Extracted text
>> START
The summer I was nine I got a room upstairs. That was wonderful. The old armoires were full of old books and magazines. I found a battered copy of The Count of Montecristo that I read until I knew it by heart. But to reach the rooms upstairs was not for the timid. The only light switch was on the upper landing. That meant that, I, who had clamored I was old enough to sleep upstairs, had to go up in the dark. And to put it simply, the rooms upstairs had seen lots of births, wedding nights, and deaths. At the bottom of the dark stairs, looking up, I knew all those ghosts were waiting for me. My father, who had been a small boy in the very same house, told me in the strictest confidence that ghosts are afraid of loud singing. So every night that first summer, I charged up the stairs shouting at the top of my lungs “Volare”! And perhaps in consideration of his ghosts, or his ears, by the time summer was over my father called an electrician to put a light switch downstairs. The ghosts were still there, transparent in the light, and smiling at this, their last child, coming up, only a little concerned, until she sneaked a finger in the room to switch that light on.
But in the morning I would open the shutters, and look at my garden inside the walls covered with wildfowlers and the jasmines that had taken over the place. My mother never really felt at home with her husband’s people. When we were not hiking in the woods, she spent her days inside the walls, and she kept me there as much as she could. I spent a lot of time in the garden, exploring the cool caves under the house where the wine was made in the fall, and where an entire prosciutto, well wrapped in oiled paper, would keep all summer. But I loved walking along the path to the chestnut grove at the far end of the garden. Here I would look up to judge when the chestnut were ripe, even if that signaled the end of my summer, and the return to school. Wild cyclamen grew under in the shade of the trees, and soft moss, and beautiful, deadly mushrooms.
The top garden was thick with fruit trees. In their branches flock of birds bickered incessantly. I learned to walk slowly and quietly, and eventually the birds didn’t fly away anymore. They kept bickering above me, as I slowly sat down and rejoiced in their chirping and scampering from branch to branch. The top garden was also the home of a nest of vipers. They liked to sun themselves on the little clearing above the lower garden, halfway down the path. I learned not to disturb them and they let me be. They were part of the beauty of the place, with the old stones, the smells of roses and stews, the cyclamen and the deadly mushrooms.
Summer was the time I spent as much time with my father as my mother would allow. He would take me for long walks to meet our relatives and his childhood friends, either in town or at the farmhouses over the next hills. Our relatives were almost hungry to look at me, to notice how I resembled my grandmother, but the color of my hair was the same as my father’s as a child, to be glad of my progress in school. His friends greeted us with a mixture of friendship and deference. This gray haired man was no longer the boy with whom they had splashed in the torrents. He was a man who had to go back to his job at the ministry in Rome when the first chills left frost on the grass. But deep inside their eyes there was pity for us who had to leave the only place we really belonged to. During our walks he told me of the hazelnut groves in the wood where we could find good mushrooms, and the stories of ghosts in the castle, and of all the places he had played as a boy. Sometimes we went there, to another town with another castle, and woods and torrents where a boy was almost visible, in and out of the trees, I could see him for a moment, but then he was gone, and the only reality was my father’s hand holding mine.
>> END
Given request 1
In the childhood memoir, what did the father say ghosts are afraid of?
Given request 2
Swap "marker" for "pin" in the entries starting at the line that contains "Expected behaviour: a marker sits on the dense" and ending at the last line of the entries, and give those lines again with nothing else changed.

Working data
>> START
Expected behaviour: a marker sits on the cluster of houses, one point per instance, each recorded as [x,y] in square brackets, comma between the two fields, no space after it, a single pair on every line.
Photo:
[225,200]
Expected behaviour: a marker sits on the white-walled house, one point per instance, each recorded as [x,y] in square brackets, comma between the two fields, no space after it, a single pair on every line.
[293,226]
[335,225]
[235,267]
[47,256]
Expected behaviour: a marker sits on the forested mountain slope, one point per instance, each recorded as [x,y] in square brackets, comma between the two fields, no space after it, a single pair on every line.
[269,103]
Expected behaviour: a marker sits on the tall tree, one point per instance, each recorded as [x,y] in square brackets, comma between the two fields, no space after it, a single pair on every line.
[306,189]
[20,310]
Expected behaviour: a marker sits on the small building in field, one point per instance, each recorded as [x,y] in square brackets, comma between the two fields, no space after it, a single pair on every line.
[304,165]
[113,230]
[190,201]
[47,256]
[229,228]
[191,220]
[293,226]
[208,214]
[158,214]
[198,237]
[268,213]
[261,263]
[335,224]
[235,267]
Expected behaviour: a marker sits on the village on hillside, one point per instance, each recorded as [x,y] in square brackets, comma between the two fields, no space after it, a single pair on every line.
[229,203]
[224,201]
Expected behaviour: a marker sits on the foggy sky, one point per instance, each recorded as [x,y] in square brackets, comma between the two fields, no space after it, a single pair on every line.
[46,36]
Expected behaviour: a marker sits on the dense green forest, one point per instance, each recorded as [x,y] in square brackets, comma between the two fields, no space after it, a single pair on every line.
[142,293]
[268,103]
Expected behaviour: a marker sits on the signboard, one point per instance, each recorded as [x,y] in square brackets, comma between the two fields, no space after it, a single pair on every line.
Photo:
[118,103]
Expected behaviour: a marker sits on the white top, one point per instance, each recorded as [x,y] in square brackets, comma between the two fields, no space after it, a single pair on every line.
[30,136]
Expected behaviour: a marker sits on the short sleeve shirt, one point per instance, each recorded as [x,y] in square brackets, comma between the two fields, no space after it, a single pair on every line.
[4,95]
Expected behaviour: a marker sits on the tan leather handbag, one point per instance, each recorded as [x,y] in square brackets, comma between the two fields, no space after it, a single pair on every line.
>> END
Worked answer 1
Loud singing.

Worked answer 2
Expected behaviour: a pin sits on the dense green forest, one point per instance, each recorded as [x,y] in square brackets, comma between the two fields, no space after it, a single pair on every line.
[142,293]
[268,103]
Expected behaviour: a pin sits on the signboard, one point per instance, each recorded as [x,y] in square brackets, comma between the two fields, no space after it, a single pair on every line.
Photo:
[118,103]
Expected behaviour: a pin sits on the white top, one point per instance, each recorded as [x,y] in square brackets, comma between the two fields, no space after it, a single pair on every line.
[30,136]
Expected behaviour: a pin sits on the short sleeve shirt, one point per instance, each recorded as [x,y] in square brackets, comma between the two fields, no space after it, a single pair on every line.
[4,95]
Expected behaviour: a pin sits on the tan leather handbag, one point per instance, each recorded as [x,y] in square brackets, comma between the two fields, no space after it, a single pair on every line.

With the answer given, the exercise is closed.